» DATASET ROWS:
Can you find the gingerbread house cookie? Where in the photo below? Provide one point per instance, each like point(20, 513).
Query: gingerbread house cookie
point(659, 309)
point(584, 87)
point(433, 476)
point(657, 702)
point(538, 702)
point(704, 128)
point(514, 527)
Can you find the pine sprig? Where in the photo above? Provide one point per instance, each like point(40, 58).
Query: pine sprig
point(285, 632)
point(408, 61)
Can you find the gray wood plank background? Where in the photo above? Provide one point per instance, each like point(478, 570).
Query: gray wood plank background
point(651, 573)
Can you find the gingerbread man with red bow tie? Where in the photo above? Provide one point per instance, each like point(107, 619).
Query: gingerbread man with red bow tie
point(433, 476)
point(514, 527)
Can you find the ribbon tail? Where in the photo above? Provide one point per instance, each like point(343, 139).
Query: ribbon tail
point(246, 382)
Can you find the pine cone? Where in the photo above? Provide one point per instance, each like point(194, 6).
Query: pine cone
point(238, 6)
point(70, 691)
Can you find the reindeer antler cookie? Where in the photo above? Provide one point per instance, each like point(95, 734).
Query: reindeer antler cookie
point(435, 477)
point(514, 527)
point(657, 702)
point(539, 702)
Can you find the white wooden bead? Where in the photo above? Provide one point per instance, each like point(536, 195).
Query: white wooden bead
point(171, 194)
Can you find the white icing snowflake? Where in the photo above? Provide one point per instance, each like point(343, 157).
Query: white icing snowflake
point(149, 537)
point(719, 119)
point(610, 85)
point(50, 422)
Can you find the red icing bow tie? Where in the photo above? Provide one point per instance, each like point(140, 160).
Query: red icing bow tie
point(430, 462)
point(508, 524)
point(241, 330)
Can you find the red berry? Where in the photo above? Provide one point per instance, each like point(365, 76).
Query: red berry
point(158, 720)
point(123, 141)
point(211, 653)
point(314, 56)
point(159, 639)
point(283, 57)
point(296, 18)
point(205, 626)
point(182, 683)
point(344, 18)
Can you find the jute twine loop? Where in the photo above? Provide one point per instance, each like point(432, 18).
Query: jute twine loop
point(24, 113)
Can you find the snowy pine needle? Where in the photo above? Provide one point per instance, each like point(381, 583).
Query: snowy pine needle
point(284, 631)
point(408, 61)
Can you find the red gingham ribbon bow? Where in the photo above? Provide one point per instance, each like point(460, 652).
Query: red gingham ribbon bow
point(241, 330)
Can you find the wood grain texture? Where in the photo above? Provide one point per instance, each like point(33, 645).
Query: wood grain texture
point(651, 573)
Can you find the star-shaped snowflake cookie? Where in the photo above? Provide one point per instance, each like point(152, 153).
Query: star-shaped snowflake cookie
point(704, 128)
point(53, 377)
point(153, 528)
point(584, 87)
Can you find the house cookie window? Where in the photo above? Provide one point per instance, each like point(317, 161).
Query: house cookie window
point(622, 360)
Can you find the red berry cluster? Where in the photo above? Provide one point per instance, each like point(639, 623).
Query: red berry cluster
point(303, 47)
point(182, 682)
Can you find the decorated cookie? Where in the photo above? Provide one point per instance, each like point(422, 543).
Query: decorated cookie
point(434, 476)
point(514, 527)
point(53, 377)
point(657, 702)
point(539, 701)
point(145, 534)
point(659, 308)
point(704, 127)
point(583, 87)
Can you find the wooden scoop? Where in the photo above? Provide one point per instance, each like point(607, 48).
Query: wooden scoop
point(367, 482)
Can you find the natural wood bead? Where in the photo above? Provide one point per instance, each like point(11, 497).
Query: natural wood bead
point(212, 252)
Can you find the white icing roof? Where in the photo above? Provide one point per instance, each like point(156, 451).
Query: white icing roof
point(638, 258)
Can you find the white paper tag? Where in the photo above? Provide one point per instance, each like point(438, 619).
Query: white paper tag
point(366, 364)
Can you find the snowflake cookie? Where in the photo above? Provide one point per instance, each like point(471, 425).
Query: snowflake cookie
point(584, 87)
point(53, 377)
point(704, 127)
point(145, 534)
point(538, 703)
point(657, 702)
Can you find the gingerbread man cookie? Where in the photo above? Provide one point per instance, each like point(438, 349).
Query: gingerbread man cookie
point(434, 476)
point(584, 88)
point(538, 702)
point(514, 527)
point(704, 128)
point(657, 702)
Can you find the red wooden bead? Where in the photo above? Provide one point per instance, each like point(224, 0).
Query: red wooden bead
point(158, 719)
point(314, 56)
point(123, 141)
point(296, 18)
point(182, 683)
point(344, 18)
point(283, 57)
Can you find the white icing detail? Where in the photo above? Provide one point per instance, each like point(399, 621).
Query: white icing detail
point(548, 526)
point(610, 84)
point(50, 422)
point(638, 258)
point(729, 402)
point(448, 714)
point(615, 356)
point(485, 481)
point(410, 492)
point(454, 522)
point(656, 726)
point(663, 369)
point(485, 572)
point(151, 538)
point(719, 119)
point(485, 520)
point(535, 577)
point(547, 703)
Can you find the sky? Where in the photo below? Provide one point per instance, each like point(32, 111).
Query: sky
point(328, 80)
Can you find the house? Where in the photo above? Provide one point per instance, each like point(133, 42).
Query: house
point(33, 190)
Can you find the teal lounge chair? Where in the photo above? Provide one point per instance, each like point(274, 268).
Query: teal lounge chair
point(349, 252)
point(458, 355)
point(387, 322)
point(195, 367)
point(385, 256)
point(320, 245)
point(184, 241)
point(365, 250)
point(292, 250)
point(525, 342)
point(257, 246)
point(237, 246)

» PROMPT: Copy out the rows again unchanged, from the line containing "Can you find the ribbon" to the line containing "point(24, 113)", with both of those lines included.

» FINAL RESULT:
Can you find the ribbon tail? Where in the photo above? Provide one point per instance, each like point(343, 139).
Query: ribbon tail
point(246, 382)
Can you find the pine cone? Where in the photo above? Provide one point per instance, each like point(194, 6).
Query: pine cone
point(238, 6)
point(70, 691)
Can you find the reindeer antler cookie? Where in the photo above? Provide one point per instance, each like point(95, 734).
Query: reindeer antler cookie
point(435, 477)
point(514, 527)
point(657, 702)
point(539, 702)
Can you find the white wooden bead? Where in the photo above? Provide one point per instance, each like point(536, 195).
Query: white wooden bead
point(171, 194)
Can you find the white icing snowflake? Where in the photo above? Provide one point per instance, each like point(343, 157).
Query: white icing snowflake
point(149, 537)
point(719, 119)
point(610, 85)
point(50, 422)
Can you find the red icing bow tie? Where in the photo above? Provide one point per instance, each like point(140, 160).
Query: red icing bow tie
point(430, 462)
point(508, 524)
point(241, 330)
Can you find the red berry? Where in the photo above? Provide one point per instance, each like point(365, 76).
Query: red berry
point(158, 720)
point(123, 141)
point(211, 653)
point(314, 56)
point(159, 639)
point(283, 57)
point(296, 18)
point(205, 626)
point(182, 683)
point(344, 18)
Can you find the jute twine loop? Where in the photo above? Provide one point per instance, each like point(432, 18).
Query: jute twine loop
point(24, 113)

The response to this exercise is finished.